### GIVEN PROBLEM
Reproduce the records below, substituting "neckband" for every occurrence of "collar" and leaving all other text unchanged. Omit the pictures from your answer.

------ SUPPLIED MATERIAL ------

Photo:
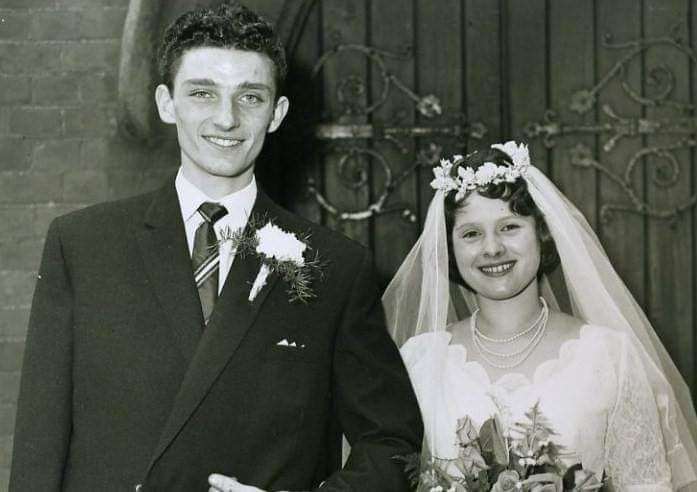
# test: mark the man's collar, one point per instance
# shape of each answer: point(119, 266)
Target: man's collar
point(191, 197)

------

### THE ANSWER
Photo:
# test: mark the man's neckband, one point per instance
# shape of each answer: point(119, 266)
Target: man's neckband
point(191, 197)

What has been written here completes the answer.